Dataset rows

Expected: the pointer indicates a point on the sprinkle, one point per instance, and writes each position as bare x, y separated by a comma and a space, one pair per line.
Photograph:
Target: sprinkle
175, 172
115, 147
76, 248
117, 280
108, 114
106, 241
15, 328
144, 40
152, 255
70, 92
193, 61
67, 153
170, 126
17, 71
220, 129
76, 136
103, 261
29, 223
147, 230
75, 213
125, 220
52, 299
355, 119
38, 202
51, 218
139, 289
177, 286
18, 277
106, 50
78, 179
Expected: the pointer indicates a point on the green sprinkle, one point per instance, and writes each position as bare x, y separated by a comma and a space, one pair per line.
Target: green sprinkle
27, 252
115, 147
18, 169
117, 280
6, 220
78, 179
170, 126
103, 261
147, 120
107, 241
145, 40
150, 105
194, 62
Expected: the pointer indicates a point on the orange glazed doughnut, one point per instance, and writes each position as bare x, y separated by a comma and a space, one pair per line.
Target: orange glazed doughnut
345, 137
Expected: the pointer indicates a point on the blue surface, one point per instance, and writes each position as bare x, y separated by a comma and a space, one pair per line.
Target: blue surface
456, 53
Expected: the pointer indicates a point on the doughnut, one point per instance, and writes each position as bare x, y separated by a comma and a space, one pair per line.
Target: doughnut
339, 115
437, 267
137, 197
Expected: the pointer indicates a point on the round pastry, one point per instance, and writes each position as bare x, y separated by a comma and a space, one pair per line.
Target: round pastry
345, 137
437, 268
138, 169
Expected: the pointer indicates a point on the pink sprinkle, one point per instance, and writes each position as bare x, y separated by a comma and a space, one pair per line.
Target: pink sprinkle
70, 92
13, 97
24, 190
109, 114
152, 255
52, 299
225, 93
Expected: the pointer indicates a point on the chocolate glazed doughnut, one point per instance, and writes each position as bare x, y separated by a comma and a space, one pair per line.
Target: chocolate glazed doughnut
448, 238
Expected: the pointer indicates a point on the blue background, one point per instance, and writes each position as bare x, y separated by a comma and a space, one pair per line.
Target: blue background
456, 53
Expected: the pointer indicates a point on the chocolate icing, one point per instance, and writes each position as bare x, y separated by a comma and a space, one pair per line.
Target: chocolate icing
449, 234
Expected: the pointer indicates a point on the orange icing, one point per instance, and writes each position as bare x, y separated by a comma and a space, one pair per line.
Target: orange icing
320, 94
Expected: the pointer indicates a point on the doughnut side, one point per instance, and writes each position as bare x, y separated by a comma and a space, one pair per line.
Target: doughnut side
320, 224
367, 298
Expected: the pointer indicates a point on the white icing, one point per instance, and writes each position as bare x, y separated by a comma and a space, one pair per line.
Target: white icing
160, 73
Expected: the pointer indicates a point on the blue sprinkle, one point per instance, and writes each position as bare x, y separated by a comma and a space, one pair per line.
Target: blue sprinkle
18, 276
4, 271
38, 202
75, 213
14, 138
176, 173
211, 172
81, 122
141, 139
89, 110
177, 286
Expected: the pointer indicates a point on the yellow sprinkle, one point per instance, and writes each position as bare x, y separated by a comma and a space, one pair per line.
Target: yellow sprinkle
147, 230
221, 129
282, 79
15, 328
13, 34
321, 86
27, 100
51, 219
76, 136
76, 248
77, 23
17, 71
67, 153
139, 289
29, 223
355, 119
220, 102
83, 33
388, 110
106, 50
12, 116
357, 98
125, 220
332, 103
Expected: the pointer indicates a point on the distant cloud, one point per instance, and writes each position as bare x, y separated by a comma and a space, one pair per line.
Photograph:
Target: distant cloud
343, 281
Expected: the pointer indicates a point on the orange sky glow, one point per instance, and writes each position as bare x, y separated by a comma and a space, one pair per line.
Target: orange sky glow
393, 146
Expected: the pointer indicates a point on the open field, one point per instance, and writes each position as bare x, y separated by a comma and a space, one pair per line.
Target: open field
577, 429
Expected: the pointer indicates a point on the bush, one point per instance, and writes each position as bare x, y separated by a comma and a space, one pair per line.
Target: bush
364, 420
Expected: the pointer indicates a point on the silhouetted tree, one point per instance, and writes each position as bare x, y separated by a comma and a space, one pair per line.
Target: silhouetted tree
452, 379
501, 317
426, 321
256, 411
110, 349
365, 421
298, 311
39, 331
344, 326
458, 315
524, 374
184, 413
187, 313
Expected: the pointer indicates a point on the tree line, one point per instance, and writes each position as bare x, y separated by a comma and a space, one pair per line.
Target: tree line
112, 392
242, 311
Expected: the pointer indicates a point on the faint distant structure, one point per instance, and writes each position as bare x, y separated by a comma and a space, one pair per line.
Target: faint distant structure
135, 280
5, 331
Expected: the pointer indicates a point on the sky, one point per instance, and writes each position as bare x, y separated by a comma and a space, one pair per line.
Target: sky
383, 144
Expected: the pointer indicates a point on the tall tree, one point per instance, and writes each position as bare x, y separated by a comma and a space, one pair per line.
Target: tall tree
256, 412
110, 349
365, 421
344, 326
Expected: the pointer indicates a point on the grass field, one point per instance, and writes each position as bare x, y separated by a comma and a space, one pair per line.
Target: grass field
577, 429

### THE PROBLEM:
Arrange every line of the dataset rows above as a Markdown table with the columns "No." and "Text", numbering the lines in order and leaving out any blank ones.

### EXERCISE SOLUTION:
| No. | Text |
|---|---|
| 1 | Expected: the pointer indicates a point on the sprinkle, one point per instance, and writes each position as bare x, y separated by a comma and a space, one pair per line. |
| 2 | Photograph: |
| 3 | Target: sprinkle |
| 4 | 175, 172 |
| 5 | 115, 147 |
| 6 | 76, 248 |
| 7 | 117, 280 |
| 8 | 108, 114 |
| 9 | 106, 241 |
| 10 | 15, 328 |
| 11 | 144, 40 |
| 12 | 152, 255 |
| 13 | 70, 92 |
| 14 | 193, 61 |
| 15 | 67, 153 |
| 16 | 170, 126 |
| 17 | 17, 71 |
| 18 | 220, 129 |
| 19 | 76, 136 |
| 20 | 103, 261 |
| 21 | 29, 223 |
| 22 | 147, 230 |
| 23 | 75, 213 |
| 24 | 125, 220 |
| 25 | 52, 299 |
| 26 | 355, 119 |
| 27 | 38, 202 |
| 28 | 51, 218 |
| 29 | 139, 289 |
| 30 | 177, 286 |
| 31 | 18, 277 |
| 32 | 106, 50 |
| 33 | 78, 179 |
| 34 | Expected: the pointer indicates a point on the green sprinkle, one point per instance, and writes each position as bare x, y separated by a comma and a space, one pair per line. |
| 35 | Target: green sprinkle |
| 36 | 27, 252 |
| 37 | 115, 147 |
| 38 | 18, 169 |
| 39 | 117, 280 |
| 40 | 6, 220 |
| 41 | 78, 179 |
| 42 | 170, 126 |
| 43 | 103, 261 |
| 44 | 147, 120 |
| 45 | 107, 241 |
| 46 | 145, 40 |
| 47 | 150, 105 |
| 48 | 194, 62 |
| 49 | Expected: the pointer indicates a point on the orange glazed doughnut, one point per instance, and writes each position as bare x, y separated by a comma and a space, one pair per line. |
| 50 | Target: orange glazed doughnut |
| 51 | 345, 137 |
| 52 | Expected: the pointer indicates a point on the blue surface, one point per instance, and writes each position as bare x, y separated by a comma and a space, one pair per line. |
| 53 | Target: blue surface |
| 54 | 456, 53 |
| 55 | Expected: the pointer indicates a point on the doughnut, one point per instance, and writes each position as bare x, y separated by a comma and a space, one pair per line. |
| 56 | Target: doughnut |
| 57 | 339, 115 |
| 58 | 437, 267 |
| 59 | 137, 197 |
| 60 | Expected: the pointer indicates a point on the round pastry, one point per instance, and writes each position as bare x, y separated by a comma and a space, one pair per line. |
| 61 | Target: round pastry |
| 62 | 345, 137 |
| 63 | 437, 268 |
| 64 | 138, 169 |
| 65 | Expected: the pointer indicates a point on the pink sprinkle, one point per instance, and writes each position as bare x, y separated by a comma and a space, one pair per line. |
| 66 | Target: pink sprinkle |
| 67 | 70, 92 |
| 68 | 13, 97 |
| 69 | 24, 190 |
| 70 | 109, 114 |
| 71 | 152, 255 |
| 72 | 52, 299 |
| 73 | 225, 93 |
| 74 | Expected: the pointer indicates a point on the chocolate glazed doughnut, one point per instance, and writes each position as bare x, y separated by a comma and a space, one pair per line. |
| 75 | Target: chocolate glazed doughnut |
| 76 | 448, 238 |
| 77 | Expected: the pointer indicates a point on the blue background, one point per instance, and writes each position as bare x, y separated by a comma and a space, one pair per line. |
| 78 | Target: blue background |
| 79 | 456, 53 |
| 80 | Expected: the pointer indicates a point on the chocolate icing, one point per instance, and writes each position as bare x, y separated by a comma and a space, one pair per line. |
| 81 | Target: chocolate icing |
| 82 | 449, 234 |
| 83 | Expected: the pointer indicates a point on the orange icing, one point per instance, and writes each position as bare x, y separated by a comma and a space, one pair per line. |
| 84 | Target: orange icing |
| 85 | 320, 94 |
| 86 | Expected: the pointer indicates a point on the doughnut side, one point per instance, and writes each position as bare x, y separated by a comma and a space, one pair per line. |
| 87 | Target: doughnut side |
| 88 | 320, 224 |
| 89 | 367, 298 |
| 90 | Expected: the pointer indicates a point on the white icing, one point per instance, and writes each position as bare x, y separated by a comma and a space, one pair per line. |
| 91 | Target: white icing |
| 92 | 160, 73 |
| 93 | Expected: the pointer indicates a point on the blue sprinkle, one point per instance, and writes each position as bare x, y separated by a comma and a space, one pair per line. |
| 94 | Target: blue sprinkle |
| 95 | 18, 276 |
| 96 | 4, 271 |
| 97 | 38, 202 |
| 98 | 75, 213 |
| 99 | 14, 138 |
| 100 | 176, 173 |
| 101 | 211, 172 |
| 102 | 81, 122 |
| 103 | 141, 139 |
| 104 | 89, 110 |
| 105 | 177, 286 |
| 106 | Expected: the pointer indicates a point on the yellow sprinkle, one point per instance, and writes each position as bare x, y separated by a comma and a space, one pair per line. |
| 107 | Target: yellow sprinkle |
| 108 | 147, 230 |
| 109 | 221, 129 |
| 110 | 282, 79 |
| 111 | 15, 328 |
| 112 | 13, 34 |
| 113 | 321, 86 |
| 114 | 27, 100 |
| 115 | 51, 219 |
| 116 | 76, 136 |
| 117 | 76, 248 |
| 118 | 77, 23 |
| 119 | 17, 71 |
| 120 | 67, 153 |
| 121 | 139, 289 |
| 122 | 29, 223 |
| 123 | 355, 119 |
| 124 | 220, 102 |
| 125 | 83, 33 |
| 126 | 388, 110 |
| 127 | 106, 50 |
| 128 | 12, 116 |
| 129 | 357, 98 |
| 130 | 125, 220 |
| 131 | 332, 103 |
| 132 | Expected: the pointer indicates a point on the distant cloud, one point per instance, and writes each position as bare x, y separated by a comma and a space, one pair per line. |
| 133 | Photograph: |
| 134 | Target: distant cloud |
| 135 | 343, 281 |
| 136 | Expected: the pointer indicates a point on the orange sky glow, one point per instance, and writes each position as bare x, y separated by a comma and a space, one pair per line. |
| 137 | Target: orange sky glow |
| 138 | 393, 146 |
| 139 | Expected: the pointer indicates a point on the open field, one point per instance, and writes each position as bare x, y separated by a comma and a space, one pair per line. |
| 140 | Target: open field |
| 141 | 577, 429 |
| 142 | Expected: the pointer indicates a point on the bush, one point per instance, and writes each position as bare x, y separated by a comma and a space, one pair per line. |
| 143 | Target: bush |
| 144 | 364, 420 |
| 145 | Expected: the pointer indicates a point on the silhouetted tree, one point per instance, and writes each position as bare x, y separated by a comma and a space, one pair per line. |
| 146 | Target: silhouetted tree |
| 147 | 452, 379 |
| 148 | 501, 317 |
| 149 | 426, 321 |
| 150 | 256, 411 |
| 151 | 110, 349 |
| 152 | 365, 421 |
| 153 | 298, 311 |
| 154 | 39, 331 |
| 155 | 344, 326 |
| 156 | 458, 315 |
| 157 | 524, 374 |
| 158 | 184, 413 |
| 159 | 187, 313 |
| 160 | Expected: the pointer indicates a point on the tree line, one point per instance, and writes each position as bare x, y separated by a comma and a space, one pair per line. |
| 161 | Target: tree line |
| 162 | 112, 392 |
| 163 | 242, 311 |
| 164 | Expected: the pointer indicates a point on the faint distant structure, one point per instance, and writes each position as bare x, y separated by a comma and a space, one pair per line. |
| 165 | Target: faint distant structure |
| 166 | 135, 280 |
| 167 | 5, 331 |
| 168 | Expected: the pointer indicates a point on the sky, one point per instance, and writes each position as bare x, y separated by a comma and a space, one pair per line. |
| 169 | Target: sky |
| 170 | 383, 144 |
| 171 | Expected: the pointer indicates a point on the tall tree, one point per instance, and writes each position as bare x, y separated by a comma and a space, one pair per line. |
| 172 | Target: tall tree |
| 173 | 256, 412 |
| 174 | 110, 349 |
| 175 | 365, 421 |
| 176 | 344, 326 |
| 177 | Expected: the pointer indicates a point on the grass field, one point per instance, and writes each position as bare x, y separated by a comma and a space, one pair per line. |
| 178 | Target: grass field |
| 179 | 577, 429 |